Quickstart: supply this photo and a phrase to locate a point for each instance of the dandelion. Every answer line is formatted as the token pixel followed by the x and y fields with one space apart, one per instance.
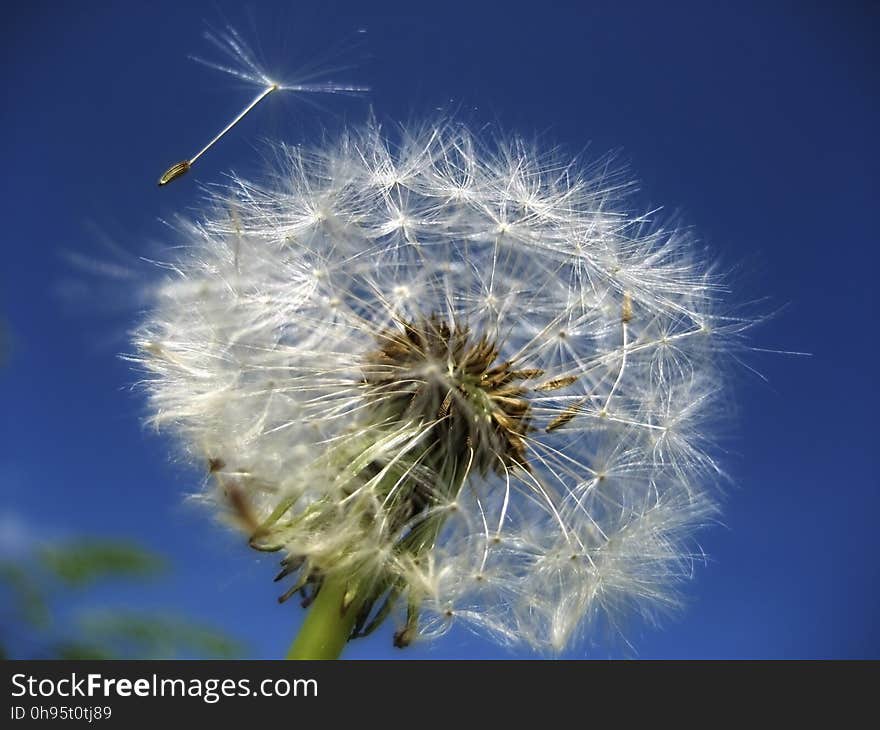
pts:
pixel 449 380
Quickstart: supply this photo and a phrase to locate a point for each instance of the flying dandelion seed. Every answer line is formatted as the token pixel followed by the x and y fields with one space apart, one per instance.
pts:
pixel 448 379
pixel 231 44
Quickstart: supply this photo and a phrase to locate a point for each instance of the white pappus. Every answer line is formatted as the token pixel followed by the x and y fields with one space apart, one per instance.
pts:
pixel 459 374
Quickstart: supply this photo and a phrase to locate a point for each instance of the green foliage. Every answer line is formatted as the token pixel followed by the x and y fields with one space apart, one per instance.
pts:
pixel 83 562
pixel 42 587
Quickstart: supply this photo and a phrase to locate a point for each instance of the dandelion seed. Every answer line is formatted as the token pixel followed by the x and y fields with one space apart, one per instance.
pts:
pixel 246 67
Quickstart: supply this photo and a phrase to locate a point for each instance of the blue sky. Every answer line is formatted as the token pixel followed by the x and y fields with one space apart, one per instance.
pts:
pixel 757 121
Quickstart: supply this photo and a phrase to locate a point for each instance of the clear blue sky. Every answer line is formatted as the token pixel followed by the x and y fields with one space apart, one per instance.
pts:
pixel 757 120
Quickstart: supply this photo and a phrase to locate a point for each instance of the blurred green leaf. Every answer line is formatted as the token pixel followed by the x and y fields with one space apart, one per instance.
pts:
pixel 80 563
pixel 80 650
pixel 143 636
pixel 26 594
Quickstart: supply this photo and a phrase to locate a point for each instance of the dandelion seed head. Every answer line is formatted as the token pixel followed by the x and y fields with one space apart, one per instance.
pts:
pixel 464 375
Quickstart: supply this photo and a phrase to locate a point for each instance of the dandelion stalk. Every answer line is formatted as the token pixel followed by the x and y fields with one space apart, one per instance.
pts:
pixel 327 625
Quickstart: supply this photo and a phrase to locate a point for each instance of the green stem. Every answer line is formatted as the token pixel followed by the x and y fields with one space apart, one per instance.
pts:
pixel 326 627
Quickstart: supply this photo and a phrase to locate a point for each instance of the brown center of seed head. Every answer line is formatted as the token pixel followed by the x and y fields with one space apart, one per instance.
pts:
pixel 448 379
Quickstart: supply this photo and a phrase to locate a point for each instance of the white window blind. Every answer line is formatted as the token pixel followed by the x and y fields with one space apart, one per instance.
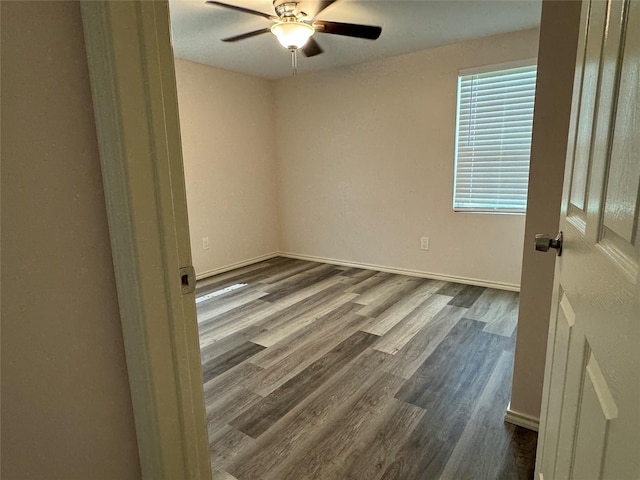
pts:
pixel 493 140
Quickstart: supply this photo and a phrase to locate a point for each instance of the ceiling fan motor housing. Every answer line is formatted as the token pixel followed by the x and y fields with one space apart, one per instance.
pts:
pixel 288 11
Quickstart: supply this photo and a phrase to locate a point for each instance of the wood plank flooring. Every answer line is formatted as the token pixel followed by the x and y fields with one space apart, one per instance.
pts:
pixel 315 371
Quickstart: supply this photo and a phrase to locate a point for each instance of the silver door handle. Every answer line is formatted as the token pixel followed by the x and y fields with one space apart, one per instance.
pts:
pixel 544 242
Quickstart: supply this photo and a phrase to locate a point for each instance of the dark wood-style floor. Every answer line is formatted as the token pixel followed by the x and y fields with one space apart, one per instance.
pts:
pixel 315 371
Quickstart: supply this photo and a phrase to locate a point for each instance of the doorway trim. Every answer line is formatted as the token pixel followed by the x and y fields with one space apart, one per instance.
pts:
pixel 132 75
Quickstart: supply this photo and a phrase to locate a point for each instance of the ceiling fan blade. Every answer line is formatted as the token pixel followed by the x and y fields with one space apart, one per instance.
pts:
pixel 242 9
pixel 348 29
pixel 246 35
pixel 324 4
pixel 311 48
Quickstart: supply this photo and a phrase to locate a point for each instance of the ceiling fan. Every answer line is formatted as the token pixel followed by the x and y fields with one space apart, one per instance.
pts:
pixel 294 29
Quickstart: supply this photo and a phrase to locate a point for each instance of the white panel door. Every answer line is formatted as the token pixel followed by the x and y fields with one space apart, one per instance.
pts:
pixel 590 423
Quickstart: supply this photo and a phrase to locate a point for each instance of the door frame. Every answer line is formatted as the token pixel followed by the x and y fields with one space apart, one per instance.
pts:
pixel 132 74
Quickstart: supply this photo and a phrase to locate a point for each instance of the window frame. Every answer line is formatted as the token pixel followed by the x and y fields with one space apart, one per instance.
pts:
pixel 527 62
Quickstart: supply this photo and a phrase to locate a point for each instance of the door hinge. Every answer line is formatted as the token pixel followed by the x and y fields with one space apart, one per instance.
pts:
pixel 188 279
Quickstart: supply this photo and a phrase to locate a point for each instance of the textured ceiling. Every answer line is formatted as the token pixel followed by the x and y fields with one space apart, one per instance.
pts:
pixel 407 26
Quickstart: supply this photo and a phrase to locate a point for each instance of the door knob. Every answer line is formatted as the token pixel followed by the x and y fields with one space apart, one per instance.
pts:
pixel 544 242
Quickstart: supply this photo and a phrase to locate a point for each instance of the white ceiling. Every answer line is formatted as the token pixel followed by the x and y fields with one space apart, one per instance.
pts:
pixel 407 26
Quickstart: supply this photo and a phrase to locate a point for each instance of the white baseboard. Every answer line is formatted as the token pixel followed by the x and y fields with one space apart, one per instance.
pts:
pixel 402 271
pixel 233 266
pixel 522 419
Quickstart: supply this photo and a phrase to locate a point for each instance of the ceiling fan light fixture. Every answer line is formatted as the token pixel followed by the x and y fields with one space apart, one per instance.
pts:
pixel 292 35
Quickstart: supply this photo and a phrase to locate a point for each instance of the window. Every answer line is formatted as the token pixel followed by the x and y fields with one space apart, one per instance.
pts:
pixel 493 138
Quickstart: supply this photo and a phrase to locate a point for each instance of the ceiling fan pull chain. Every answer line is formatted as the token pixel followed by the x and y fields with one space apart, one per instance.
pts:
pixel 294 60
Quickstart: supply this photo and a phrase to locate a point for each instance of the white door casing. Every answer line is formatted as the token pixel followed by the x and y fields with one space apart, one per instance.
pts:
pixel 590 422
pixel 133 87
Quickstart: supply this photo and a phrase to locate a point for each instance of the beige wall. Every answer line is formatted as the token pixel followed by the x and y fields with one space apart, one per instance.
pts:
pixel 66 406
pixel 366 165
pixel 230 164
pixel 558 36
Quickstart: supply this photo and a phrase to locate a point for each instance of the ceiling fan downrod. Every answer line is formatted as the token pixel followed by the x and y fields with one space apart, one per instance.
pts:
pixel 294 60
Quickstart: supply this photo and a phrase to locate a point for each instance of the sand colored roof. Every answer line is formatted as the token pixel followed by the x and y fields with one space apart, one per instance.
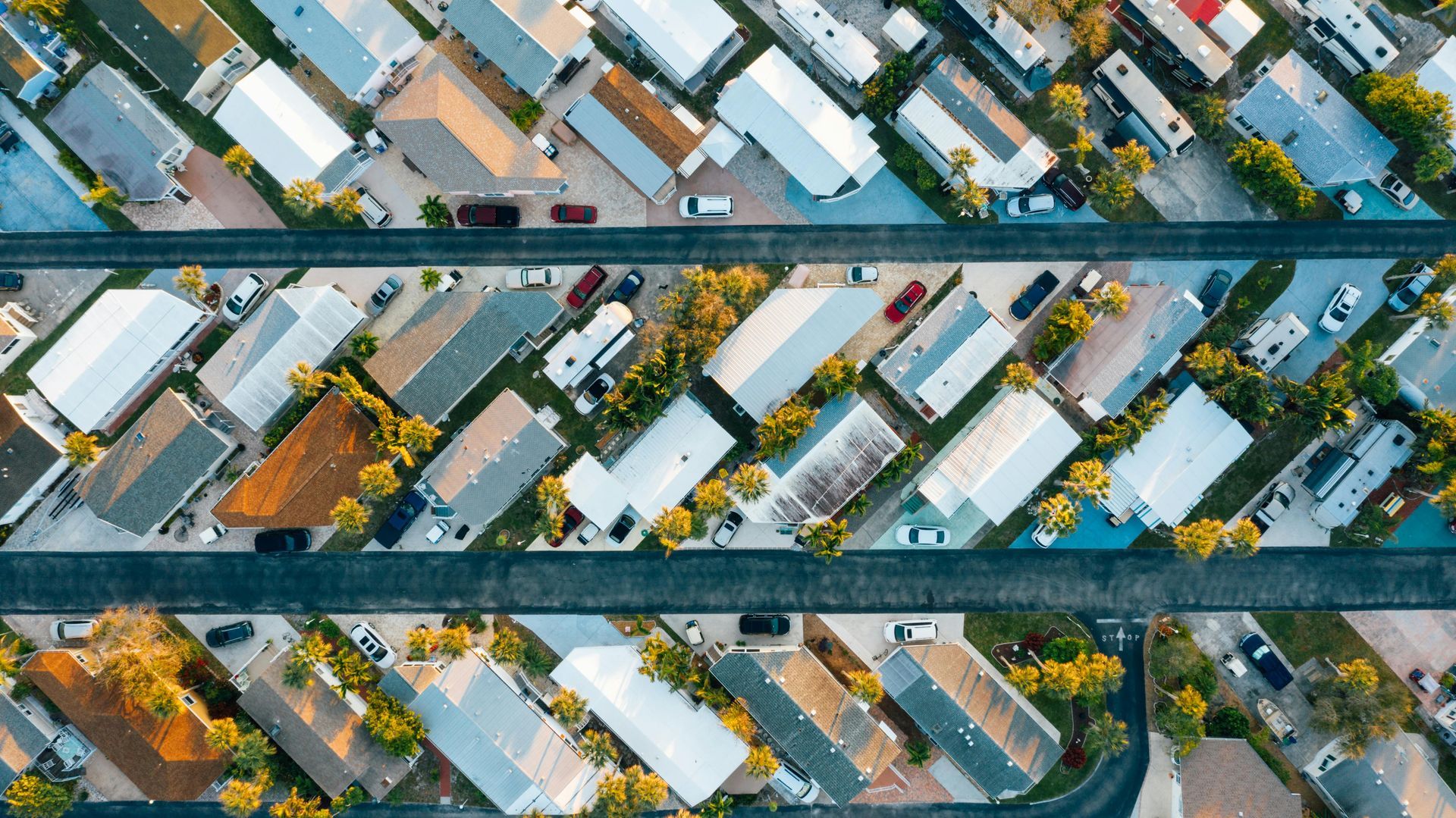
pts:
pixel 299 482
pixel 166 759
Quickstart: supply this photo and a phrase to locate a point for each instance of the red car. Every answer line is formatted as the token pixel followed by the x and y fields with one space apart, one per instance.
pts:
pixel 585 287
pixel 573 519
pixel 902 306
pixel 574 215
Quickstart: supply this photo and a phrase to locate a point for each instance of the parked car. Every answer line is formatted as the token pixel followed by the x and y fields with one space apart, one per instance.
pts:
pixel 1263 657
pixel 1030 204
pixel 67 629
pixel 574 215
pixel 1273 507
pixel 571 519
pixel 794 786
pixel 1398 191
pixel 226 635
pixel 1215 291
pixel 910 631
pixel 283 541
pixel 248 294
pixel 590 398
pixel 693 632
pixel 764 625
pixel 1340 308
pixel 705 207
pixel 411 507
pixel 590 283
pixel 1065 188
pixel 626 289
pixel 1411 289
pixel 532 277
pixel 1033 296
pixel 372 645
pixel 622 527
pixel 488 216
pixel 375 213
pixel 922 536
pixel 727 528
pixel 909 297
pixel 384 294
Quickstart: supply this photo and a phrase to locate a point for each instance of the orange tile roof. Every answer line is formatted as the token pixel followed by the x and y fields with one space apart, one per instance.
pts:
pixel 299 482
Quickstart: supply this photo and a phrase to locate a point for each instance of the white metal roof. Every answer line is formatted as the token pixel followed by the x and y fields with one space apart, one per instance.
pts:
pixel 1178 459
pixel 299 324
pixel 1005 456
pixel 778 105
pixel 683 743
pixel 286 131
pixel 1237 25
pixel 126 337
pixel 775 349
pixel 683 33
pixel 843 49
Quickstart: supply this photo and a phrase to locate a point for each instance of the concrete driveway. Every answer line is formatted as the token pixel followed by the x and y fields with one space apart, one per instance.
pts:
pixel 724 628
pixel 1308 296
pixel 267 628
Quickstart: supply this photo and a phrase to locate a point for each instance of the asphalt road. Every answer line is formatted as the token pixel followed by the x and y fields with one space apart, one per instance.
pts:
pixel 1107 582
pixel 799 243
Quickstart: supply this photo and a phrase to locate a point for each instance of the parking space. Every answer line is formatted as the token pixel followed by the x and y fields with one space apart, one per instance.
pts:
pixel 724 629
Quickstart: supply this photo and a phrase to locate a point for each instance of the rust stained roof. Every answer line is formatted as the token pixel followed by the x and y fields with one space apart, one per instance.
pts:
pixel 299 482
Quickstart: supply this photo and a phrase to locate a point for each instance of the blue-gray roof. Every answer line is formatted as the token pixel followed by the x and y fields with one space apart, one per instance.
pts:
pixel 1321 133
pixel 965 708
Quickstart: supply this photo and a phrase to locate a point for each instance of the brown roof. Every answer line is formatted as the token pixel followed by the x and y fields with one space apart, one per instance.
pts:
pixel 166 759
pixel 642 114
pixel 299 482
pixel 321 734
pixel 1223 778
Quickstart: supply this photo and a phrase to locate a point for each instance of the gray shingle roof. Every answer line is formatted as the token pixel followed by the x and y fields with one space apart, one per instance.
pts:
pixel 1321 133
pixel 526 38
pixel 971 716
pixel 492 460
pixel 152 466
pixel 117 131
pixel 977 108
pixel 452 343
pixel 807 713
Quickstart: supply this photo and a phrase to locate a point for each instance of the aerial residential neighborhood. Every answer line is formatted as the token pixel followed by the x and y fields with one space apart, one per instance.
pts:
pixel 704 408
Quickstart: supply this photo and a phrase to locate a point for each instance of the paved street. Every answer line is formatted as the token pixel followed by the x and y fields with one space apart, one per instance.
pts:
pixel 800 243
pixel 701 581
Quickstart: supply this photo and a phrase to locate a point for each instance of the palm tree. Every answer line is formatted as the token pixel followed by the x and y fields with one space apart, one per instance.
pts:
pixel 237 161
pixel 435 213
pixel 364 345
pixel 598 748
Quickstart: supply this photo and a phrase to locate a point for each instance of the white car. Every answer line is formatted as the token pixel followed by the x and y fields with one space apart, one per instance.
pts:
pixel 533 277
pixel 372 645
pixel 1340 308
pixel 590 398
pixel 66 629
pixel 245 297
pixel 910 631
pixel 705 207
pixel 922 536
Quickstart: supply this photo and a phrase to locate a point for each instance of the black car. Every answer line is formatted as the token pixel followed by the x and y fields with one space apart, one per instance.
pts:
pixel 764 625
pixel 405 512
pixel 1260 653
pixel 231 634
pixel 1215 291
pixel 628 289
pixel 281 541
pixel 1033 296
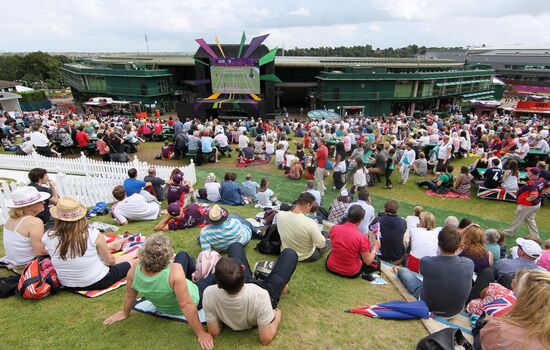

### [Work instructions]
Check each line of the material for the word "wood". Copy the ones that have it.

### [Result of the exercise]
Quickstart: supply this photo and a phrase to locate a point for each instance of the wood plank flooring. Every answer line is formatted as the token pixel followed by the x and y fields with one space apart, one per instance.
Quickstart: supply this photo and a phrase to locate a point for each instance of the dark wood-style floor. Every answer line is formatted as the token pixel followed by the x and y fields with one space apart, one per instance.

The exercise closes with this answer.